DATA SHOWN:
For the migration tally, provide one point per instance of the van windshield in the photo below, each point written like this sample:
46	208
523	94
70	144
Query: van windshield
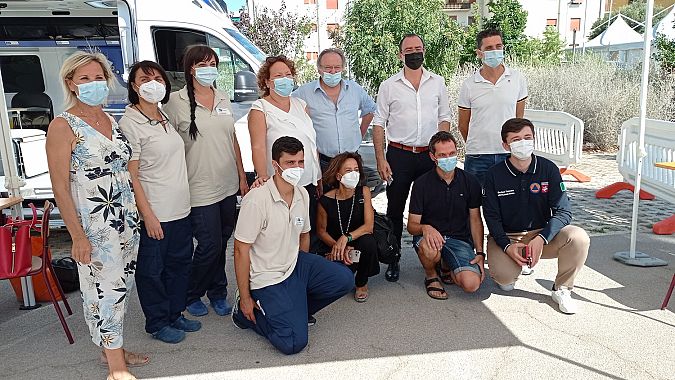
257	53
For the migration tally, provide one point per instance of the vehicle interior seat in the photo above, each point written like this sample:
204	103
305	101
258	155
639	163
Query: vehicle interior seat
32	96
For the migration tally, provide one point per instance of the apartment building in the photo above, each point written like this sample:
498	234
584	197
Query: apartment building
325	16
572	18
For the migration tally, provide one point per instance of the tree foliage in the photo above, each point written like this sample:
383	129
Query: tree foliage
373	29
636	10
509	17
665	53
276	32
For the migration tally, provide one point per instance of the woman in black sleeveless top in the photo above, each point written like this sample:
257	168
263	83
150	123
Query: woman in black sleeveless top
345	220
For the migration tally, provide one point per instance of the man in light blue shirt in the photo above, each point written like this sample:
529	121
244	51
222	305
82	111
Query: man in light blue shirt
334	104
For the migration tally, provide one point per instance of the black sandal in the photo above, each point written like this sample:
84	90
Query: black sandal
430	289
445	275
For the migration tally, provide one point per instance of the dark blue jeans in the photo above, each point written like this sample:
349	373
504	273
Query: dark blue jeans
162	272
212	226
314	284
406	167
478	164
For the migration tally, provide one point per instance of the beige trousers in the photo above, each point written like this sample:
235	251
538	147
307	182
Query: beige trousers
569	246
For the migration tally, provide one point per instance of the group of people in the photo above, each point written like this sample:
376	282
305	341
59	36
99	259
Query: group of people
135	195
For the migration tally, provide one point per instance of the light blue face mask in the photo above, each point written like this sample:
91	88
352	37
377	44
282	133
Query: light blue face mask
283	86
331	80
93	93
447	164
493	58
206	75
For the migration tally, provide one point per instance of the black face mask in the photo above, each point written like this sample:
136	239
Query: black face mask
414	60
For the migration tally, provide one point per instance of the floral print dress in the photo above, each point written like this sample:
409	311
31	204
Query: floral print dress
104	200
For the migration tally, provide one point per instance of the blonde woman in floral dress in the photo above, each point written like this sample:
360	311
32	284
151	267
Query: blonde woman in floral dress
88	156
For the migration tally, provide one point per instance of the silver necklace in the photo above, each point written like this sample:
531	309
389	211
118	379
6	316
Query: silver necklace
349	221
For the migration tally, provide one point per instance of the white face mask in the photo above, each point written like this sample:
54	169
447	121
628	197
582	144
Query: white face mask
153	91
350	180
522	149
292	175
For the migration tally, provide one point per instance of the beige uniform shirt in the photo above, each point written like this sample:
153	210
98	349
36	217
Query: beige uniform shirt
273	229
211	162
161	170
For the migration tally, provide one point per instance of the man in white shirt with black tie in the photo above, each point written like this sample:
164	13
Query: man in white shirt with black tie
412	105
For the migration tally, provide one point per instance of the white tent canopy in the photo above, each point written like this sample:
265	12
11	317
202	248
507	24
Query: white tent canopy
618	32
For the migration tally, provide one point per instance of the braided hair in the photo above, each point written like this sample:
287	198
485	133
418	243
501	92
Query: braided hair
194	55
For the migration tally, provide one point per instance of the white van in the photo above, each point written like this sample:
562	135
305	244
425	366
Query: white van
36	36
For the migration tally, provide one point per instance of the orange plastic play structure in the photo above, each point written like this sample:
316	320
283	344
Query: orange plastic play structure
579	176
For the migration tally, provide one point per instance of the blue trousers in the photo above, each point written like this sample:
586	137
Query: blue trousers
162	272
478	164
314	284
212	226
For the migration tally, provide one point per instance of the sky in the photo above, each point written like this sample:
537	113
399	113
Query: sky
235	5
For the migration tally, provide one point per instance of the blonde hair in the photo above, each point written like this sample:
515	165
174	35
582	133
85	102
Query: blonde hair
74	62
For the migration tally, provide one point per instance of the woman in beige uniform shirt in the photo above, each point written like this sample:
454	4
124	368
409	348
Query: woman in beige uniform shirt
203	117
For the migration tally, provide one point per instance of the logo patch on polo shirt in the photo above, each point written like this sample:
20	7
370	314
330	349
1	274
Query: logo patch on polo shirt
544	187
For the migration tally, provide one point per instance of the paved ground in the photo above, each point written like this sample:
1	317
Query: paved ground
400	333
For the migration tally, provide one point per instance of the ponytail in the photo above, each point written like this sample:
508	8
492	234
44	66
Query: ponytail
193	106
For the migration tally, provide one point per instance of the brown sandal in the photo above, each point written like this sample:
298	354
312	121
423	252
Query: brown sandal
130	358
129	376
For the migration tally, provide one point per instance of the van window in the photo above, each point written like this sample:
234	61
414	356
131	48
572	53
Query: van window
230	63
59	28
22	73
170	46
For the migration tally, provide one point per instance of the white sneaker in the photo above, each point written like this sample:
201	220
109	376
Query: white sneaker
563	297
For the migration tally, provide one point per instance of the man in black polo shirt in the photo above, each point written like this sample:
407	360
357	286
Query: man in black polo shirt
528	214
444	219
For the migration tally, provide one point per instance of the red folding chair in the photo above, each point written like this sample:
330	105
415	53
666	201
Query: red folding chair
17	260
670	292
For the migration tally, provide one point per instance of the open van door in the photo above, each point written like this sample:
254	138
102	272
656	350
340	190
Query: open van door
126	11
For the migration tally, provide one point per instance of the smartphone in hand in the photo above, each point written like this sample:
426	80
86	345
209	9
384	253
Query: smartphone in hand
355	255
526	254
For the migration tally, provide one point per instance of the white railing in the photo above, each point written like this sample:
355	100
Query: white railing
559	136
659	147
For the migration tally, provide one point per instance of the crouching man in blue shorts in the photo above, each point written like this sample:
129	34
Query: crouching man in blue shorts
445	221
280	285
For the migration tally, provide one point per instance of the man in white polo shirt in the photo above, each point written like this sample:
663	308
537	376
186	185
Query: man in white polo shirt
412	105
492	95
280	285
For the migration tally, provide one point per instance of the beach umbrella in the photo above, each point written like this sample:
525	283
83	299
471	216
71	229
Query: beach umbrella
632	257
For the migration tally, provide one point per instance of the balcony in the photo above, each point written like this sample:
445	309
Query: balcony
458	4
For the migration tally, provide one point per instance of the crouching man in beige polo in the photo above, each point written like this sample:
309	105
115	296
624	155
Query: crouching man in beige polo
528	213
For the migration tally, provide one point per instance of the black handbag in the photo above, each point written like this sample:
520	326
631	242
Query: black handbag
65	270
388	249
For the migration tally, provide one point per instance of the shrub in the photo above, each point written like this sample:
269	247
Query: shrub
599	93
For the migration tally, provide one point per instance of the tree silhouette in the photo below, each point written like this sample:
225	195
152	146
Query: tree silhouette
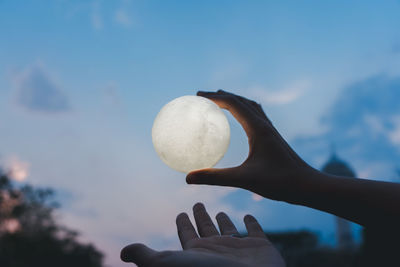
29	234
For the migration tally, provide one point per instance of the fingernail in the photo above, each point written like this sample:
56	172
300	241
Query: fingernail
190	178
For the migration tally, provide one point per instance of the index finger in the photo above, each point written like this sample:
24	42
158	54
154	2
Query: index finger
243	114
186	231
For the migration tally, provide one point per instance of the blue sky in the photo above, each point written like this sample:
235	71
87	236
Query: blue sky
82	81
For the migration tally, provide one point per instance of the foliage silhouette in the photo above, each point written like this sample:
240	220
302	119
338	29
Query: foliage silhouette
30	235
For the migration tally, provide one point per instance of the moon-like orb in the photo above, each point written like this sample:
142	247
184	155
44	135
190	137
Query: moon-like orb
190	133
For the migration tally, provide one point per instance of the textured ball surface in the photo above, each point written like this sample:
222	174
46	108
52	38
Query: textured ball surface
190	133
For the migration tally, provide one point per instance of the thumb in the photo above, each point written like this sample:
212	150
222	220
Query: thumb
138	254
224	177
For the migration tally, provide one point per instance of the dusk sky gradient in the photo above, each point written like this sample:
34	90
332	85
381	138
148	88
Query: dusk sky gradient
82	81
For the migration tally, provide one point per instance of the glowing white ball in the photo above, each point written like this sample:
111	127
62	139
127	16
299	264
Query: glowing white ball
190	133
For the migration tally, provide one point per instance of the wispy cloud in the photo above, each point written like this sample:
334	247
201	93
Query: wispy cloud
16	168
37	91
364	124
280	97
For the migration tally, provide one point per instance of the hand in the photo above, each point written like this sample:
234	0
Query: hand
211	248
272	168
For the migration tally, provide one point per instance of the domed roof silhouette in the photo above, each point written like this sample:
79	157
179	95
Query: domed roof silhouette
336	166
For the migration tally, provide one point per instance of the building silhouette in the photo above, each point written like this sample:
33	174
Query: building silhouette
336	166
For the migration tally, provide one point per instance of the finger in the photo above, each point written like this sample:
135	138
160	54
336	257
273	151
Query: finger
138	254
225	224
186	231
254	105
205	226
253	227
244	115
212	176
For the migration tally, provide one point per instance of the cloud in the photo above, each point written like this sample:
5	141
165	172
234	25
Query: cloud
36	91
364	125
280	97
17	169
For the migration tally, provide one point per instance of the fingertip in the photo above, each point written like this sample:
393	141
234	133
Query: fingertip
198	206
123	255
181	215
221	214
126	252
191	178
249	218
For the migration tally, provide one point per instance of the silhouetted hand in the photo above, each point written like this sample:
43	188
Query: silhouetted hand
211	248
272	168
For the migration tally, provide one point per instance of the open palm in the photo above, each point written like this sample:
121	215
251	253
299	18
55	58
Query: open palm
209	247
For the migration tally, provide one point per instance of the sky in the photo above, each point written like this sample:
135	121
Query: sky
82	81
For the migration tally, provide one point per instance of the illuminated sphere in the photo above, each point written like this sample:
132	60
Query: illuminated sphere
190	133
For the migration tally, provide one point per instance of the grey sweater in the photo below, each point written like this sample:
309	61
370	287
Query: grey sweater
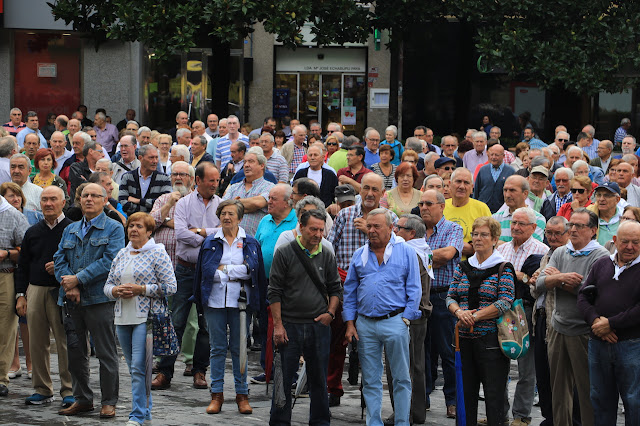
567	318
290	284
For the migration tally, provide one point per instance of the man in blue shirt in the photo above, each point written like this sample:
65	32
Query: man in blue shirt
383	291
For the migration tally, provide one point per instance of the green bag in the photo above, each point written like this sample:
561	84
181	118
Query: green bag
513	331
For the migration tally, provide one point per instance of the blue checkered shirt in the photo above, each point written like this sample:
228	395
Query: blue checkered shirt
446	234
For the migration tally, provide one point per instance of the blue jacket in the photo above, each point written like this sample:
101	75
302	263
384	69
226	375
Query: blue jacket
209	260
89	258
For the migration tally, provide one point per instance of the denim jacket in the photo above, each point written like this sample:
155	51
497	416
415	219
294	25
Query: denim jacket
89	258
209	260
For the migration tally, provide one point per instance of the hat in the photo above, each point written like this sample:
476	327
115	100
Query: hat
444	160
540	169
610	186
345	193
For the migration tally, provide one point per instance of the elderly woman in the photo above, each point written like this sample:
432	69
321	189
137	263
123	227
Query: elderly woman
404	197
581	190
229	268
390	138
385	168
478	295
140	279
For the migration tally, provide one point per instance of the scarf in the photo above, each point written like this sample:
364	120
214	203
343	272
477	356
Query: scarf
586	250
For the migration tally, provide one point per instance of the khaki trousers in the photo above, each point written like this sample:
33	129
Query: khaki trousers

REQUIRED WORK: Copy out the stretch of the records from the line containing "instance of the hat" through the end of the records, reproducing every line without change.

TASK RESPONSE:
For the migration tally, provide one point per instance of the hat in the photo above, each point written like this sample:
476	327
115	100
Query: hat
444	160
540	169
610	186
345	193
For the migration tally, provide one point per instance of the elderly woman in the photo above, each point written like this sample:
432	69
321	189
137	263
123	227
Query: elderly woman
404	197
581	190
229	268
390	138
385	168
478	295
140	279
For the migration tally, provide one point per instance of the scarf in the photo above, each point written like this sample:
364	120
214	203
343	272
477	356
Query: scarf
586	250
For the migration tally, provide one point per instance of the khaki trousers in the photo above, each point written like this sample:
33	129
Query: khaki trousers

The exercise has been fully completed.